_Data shown_:

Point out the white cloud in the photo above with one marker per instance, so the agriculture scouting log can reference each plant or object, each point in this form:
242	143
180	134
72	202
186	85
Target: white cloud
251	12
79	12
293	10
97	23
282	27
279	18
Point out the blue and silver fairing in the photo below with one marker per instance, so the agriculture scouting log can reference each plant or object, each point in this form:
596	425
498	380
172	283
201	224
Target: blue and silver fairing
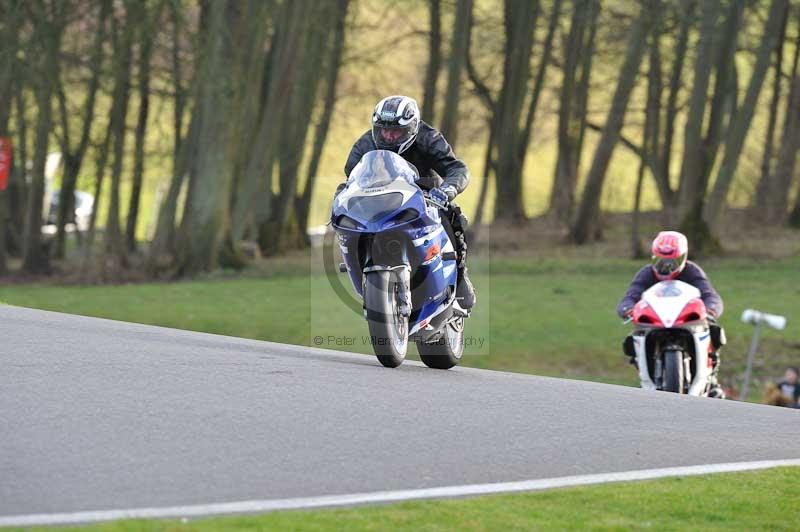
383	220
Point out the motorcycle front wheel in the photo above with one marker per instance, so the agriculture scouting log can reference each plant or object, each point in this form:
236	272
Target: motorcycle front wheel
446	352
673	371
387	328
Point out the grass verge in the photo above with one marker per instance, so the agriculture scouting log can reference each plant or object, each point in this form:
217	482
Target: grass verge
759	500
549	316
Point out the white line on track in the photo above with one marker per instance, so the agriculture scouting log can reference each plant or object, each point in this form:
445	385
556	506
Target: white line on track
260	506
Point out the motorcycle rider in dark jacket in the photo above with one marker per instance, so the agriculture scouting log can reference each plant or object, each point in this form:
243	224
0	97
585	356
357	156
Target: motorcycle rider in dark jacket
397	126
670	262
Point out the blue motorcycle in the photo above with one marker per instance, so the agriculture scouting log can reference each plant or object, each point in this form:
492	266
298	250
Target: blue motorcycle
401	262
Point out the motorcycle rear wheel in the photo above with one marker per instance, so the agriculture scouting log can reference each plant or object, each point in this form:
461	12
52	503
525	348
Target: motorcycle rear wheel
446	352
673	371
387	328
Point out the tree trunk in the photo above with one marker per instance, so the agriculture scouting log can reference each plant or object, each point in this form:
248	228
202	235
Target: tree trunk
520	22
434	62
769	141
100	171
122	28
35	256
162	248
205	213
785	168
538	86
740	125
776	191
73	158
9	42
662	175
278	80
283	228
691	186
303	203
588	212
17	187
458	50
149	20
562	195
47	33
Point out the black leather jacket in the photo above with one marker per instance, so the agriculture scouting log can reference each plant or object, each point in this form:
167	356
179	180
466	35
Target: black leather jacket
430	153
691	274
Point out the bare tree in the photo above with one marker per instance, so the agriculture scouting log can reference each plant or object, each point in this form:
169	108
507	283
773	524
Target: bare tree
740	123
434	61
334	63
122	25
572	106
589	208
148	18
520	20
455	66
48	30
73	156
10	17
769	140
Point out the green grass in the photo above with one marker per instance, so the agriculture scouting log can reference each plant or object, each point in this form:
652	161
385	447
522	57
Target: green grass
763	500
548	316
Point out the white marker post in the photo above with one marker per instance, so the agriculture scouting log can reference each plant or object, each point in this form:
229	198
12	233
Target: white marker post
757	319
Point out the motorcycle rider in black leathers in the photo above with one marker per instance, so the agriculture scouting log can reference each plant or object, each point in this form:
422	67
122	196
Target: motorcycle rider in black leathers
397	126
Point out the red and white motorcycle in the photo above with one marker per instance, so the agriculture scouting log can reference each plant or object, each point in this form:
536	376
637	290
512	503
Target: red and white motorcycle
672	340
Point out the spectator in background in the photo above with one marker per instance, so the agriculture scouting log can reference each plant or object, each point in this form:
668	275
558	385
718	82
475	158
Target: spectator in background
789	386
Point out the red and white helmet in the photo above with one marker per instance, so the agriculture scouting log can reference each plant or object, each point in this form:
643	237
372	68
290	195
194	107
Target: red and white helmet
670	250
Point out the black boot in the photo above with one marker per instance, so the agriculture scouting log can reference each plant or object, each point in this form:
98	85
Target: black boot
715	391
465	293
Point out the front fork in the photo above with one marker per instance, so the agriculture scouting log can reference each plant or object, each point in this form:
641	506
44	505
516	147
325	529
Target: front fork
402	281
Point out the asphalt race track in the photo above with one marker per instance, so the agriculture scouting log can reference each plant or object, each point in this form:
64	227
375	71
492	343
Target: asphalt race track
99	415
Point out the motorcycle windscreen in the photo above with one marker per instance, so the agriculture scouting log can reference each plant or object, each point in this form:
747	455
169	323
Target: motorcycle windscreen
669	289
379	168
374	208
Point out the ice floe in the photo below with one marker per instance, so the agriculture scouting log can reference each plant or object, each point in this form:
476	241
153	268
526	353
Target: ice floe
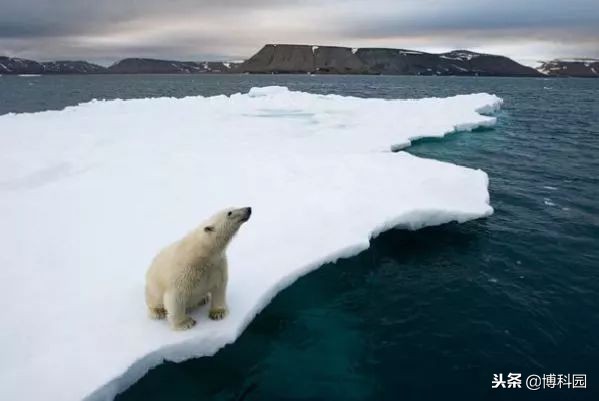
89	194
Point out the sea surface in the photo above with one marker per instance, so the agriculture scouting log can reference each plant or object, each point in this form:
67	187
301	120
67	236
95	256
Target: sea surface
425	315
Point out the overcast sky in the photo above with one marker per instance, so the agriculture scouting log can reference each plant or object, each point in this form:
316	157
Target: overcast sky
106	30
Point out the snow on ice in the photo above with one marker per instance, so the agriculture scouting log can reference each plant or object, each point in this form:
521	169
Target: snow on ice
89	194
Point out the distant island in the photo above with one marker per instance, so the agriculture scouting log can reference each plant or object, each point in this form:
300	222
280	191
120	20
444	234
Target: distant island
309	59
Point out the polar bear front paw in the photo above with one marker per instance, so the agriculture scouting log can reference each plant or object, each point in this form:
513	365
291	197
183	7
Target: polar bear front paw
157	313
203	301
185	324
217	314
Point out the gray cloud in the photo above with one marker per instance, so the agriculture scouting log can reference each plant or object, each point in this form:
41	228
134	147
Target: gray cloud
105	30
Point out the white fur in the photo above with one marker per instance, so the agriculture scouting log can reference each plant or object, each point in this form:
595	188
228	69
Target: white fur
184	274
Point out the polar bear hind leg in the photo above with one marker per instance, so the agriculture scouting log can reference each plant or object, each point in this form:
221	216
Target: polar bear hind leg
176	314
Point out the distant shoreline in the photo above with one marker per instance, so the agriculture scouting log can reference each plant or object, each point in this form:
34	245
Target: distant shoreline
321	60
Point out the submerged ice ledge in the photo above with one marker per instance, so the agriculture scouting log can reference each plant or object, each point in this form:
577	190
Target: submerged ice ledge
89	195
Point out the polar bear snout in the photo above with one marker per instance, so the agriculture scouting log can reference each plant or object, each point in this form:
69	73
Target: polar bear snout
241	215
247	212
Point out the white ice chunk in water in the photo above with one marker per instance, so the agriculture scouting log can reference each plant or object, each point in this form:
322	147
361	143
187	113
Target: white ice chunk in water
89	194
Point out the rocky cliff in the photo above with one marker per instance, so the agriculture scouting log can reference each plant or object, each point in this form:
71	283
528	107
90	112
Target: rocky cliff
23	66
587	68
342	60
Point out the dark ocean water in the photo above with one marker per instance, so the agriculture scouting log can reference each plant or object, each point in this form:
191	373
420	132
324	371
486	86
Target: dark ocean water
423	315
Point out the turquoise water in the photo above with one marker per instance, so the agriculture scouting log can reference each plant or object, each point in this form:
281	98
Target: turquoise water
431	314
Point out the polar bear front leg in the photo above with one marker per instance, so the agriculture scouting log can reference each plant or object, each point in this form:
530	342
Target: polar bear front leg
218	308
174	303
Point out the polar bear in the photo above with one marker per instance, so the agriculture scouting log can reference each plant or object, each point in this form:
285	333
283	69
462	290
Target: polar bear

_Task objective_: Can you reproduce, word for word, the part of the items that opens with the line containing "Point out the polar bear in" and runs through the end of the items, including both ends?

_Result_:
Point out the polar bear in the photo above with one marker per instance, so the agriculture scouting log can reference each plant or object, each point in this form:
285	333
283	69
462	290
Target: polar bear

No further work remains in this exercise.